WORK INSTRUCTIONS
What is needed here is an exact printout of the data, with no pictures included.

Referring expression data
::::

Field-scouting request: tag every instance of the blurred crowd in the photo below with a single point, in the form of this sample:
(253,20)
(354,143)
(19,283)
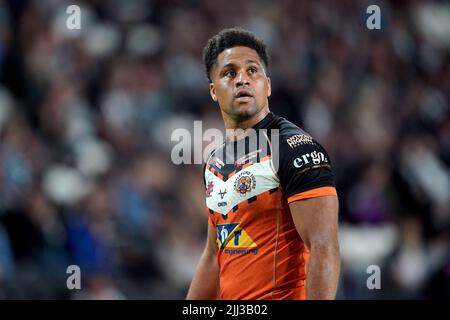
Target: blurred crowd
(86,118)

::::

ANSWER SECTION
Field-scouting request: tag every instance of the blurred crowd in the photo below with a single point, in the form of this sample:
(253,20)
(354,143)
(19,283)
Target: blurred crowd
(86,118)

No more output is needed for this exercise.